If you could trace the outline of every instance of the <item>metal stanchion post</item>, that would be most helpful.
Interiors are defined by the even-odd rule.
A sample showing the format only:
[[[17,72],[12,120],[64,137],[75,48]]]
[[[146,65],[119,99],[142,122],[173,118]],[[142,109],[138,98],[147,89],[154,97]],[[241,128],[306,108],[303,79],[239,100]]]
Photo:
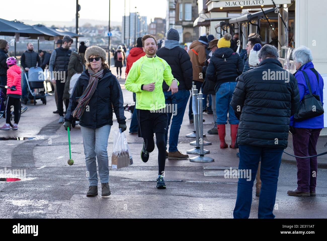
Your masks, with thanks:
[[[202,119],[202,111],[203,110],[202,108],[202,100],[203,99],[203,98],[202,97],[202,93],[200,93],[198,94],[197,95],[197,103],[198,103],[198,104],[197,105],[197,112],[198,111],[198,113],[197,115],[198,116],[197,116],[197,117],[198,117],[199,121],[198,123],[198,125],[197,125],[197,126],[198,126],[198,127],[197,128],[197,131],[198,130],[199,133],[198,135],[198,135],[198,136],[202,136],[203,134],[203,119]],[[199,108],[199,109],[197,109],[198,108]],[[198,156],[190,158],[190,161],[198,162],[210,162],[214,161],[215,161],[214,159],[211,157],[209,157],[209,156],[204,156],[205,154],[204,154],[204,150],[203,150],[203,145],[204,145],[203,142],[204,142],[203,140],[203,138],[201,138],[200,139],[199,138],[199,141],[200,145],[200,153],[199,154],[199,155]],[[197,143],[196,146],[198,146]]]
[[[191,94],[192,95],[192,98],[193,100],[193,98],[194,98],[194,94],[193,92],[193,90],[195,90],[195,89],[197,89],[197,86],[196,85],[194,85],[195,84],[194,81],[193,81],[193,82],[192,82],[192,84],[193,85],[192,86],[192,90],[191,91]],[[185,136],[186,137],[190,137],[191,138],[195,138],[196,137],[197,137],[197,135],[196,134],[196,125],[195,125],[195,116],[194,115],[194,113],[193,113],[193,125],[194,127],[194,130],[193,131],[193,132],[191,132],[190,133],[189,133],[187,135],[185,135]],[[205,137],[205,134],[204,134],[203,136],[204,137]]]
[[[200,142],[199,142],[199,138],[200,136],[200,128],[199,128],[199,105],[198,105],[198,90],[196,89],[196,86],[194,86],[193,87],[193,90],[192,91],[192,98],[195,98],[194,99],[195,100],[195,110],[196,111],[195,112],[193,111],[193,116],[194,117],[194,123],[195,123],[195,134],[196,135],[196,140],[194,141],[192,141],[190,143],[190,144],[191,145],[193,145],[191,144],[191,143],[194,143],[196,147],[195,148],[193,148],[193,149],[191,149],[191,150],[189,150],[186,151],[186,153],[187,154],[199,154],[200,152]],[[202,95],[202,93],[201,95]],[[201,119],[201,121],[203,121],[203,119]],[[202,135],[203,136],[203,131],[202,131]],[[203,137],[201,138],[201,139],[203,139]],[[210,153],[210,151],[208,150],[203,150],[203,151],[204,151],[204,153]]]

——————

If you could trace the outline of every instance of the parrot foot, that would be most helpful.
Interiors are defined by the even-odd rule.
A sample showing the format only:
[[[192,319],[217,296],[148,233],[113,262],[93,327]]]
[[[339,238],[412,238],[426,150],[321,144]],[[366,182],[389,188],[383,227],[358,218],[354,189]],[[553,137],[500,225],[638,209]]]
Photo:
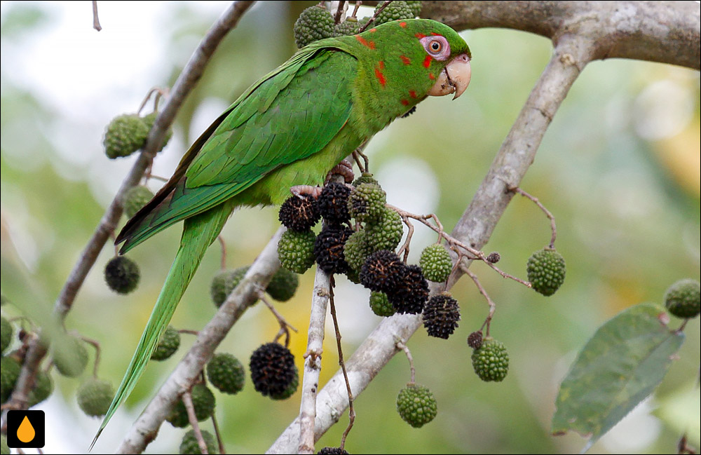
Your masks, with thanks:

——————

What is required:
Rewrite the lines from the one containing "post</item>, that would be most helpful." through the one containing "[[[17,72],[12,120],[64,137],[75,48]]]", replacing "even-odd rule" with "nonzero winding rule" and leaving everything else unchanged.

Expected answer:
If you could trace the outline of every instance of the <item>metal stanchion post</item>, that would be most helpful.
Interiors are defined by the nonzero winding rule.
A sample showing the format only:
[[[17,72],[12,120],[64,137],[75,48]]]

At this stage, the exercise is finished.